#### [Exercise details]
Switch "hull" to "keel" in the stretch of rows from the line that contains "the distant shoreline?" through the line that contains "[278,491,368,571]", then write out only those lines with everything else left unchanged.

#### [Record set]
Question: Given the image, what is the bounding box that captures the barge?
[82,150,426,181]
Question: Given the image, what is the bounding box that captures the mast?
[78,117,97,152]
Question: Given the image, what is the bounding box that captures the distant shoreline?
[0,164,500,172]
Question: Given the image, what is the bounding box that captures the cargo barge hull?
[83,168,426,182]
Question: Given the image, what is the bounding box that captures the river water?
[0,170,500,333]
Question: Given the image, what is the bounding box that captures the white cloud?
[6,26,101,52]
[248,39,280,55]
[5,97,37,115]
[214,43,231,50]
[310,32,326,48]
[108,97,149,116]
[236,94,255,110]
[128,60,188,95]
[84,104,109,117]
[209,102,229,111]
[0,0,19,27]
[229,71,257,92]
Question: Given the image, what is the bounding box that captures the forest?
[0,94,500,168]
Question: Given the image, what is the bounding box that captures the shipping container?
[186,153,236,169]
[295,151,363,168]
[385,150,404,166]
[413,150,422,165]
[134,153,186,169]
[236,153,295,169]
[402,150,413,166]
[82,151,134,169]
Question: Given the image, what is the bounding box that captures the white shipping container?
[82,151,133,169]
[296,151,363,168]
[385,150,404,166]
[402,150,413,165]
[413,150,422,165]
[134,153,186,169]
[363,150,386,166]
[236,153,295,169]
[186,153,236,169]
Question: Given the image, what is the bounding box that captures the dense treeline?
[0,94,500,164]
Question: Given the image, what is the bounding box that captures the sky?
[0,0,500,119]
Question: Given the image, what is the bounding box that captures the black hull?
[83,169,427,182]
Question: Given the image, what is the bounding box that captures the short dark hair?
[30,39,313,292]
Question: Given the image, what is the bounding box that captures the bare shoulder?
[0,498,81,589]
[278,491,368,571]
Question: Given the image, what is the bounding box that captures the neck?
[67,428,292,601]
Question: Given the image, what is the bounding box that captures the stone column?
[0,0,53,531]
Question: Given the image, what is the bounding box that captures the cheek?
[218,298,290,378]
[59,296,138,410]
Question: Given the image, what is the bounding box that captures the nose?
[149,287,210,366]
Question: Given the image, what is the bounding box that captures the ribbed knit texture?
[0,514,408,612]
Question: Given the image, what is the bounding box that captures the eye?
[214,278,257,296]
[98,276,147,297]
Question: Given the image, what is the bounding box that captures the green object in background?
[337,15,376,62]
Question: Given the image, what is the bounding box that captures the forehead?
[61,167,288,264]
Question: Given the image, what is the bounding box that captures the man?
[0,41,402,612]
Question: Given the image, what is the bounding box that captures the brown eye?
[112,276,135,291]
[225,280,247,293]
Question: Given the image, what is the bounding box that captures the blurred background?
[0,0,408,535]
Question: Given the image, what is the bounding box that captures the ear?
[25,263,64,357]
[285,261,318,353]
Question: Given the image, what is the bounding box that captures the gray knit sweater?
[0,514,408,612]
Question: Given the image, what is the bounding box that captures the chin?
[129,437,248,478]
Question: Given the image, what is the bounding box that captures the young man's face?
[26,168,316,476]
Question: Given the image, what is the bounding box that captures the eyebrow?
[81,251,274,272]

---

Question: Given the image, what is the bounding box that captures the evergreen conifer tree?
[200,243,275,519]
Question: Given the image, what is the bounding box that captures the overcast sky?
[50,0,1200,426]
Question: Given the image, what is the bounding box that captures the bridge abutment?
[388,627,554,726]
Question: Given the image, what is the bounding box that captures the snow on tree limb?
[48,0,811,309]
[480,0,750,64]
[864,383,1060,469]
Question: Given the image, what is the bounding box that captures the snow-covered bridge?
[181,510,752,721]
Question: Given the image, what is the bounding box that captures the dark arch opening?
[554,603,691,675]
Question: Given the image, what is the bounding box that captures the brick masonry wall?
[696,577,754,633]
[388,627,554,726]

#### [Exercise solution]
Question: Given the image, what is the bounding box that captures the distant shoreline?
[0,164,500,172]
Question: Given the image, what is the bounding box that captures the cargo barge keel?
[83,168,426,182]
Question: Given the image, what is the bounding box that captures the river water?
[0,170,500,333]
Question: Given the image, what is the bounding box that captures the white cloud?
[6,26,101,52]
[248,39,280,55]
[5,97,37,115]
[214,43,231,50]
[310,32,326,48]
[108,97,149,116]
[236,94,255,110]
[128,60,188,95]
[84,104,109,117]
[209,102,229,111]
[0,0,19,27]
[229,71,257,92]
Question: Given the image, what is the bounding box that captures the forest?
[0,94,500,168]
Question: Given the image, what is the bounding box that captures the shipping container?
[186,153,236,169]
[295,151,363,168]
[385,150,404,166]
[413,150,422,165]
[134,153,186,169]
[236,153,295,169]
[402,150,413,166]
[82,151,134,169]
Question: Given the image, what is the bounding box that captures the white shipping container?
[82,151,133,169]
[296,151,363,168]
[385,150,404,166]
[402,150,413,165]
[413,150,422,165]
[134,153,186,169]
[363,150,386,166]
[236,153,295,169]
[186,153,236,169]
Question: Given the image, what is the bounding box that captures the dense treeline?
[0,94,500,164]
Question: Given the image, what is the bounding box that captures the sky?
[0,0,500,119]
Question: Given the image, what is the bounding box that captures the black keel?
[83,169,427,182]
Question: Given the image, what is the bounding box that captures the short dark hair?
[30,39,313,292]
Question: Given the image, what is the bounding box that captures the bare shoulder?
[0,498,81,589]
[278,491,368,571]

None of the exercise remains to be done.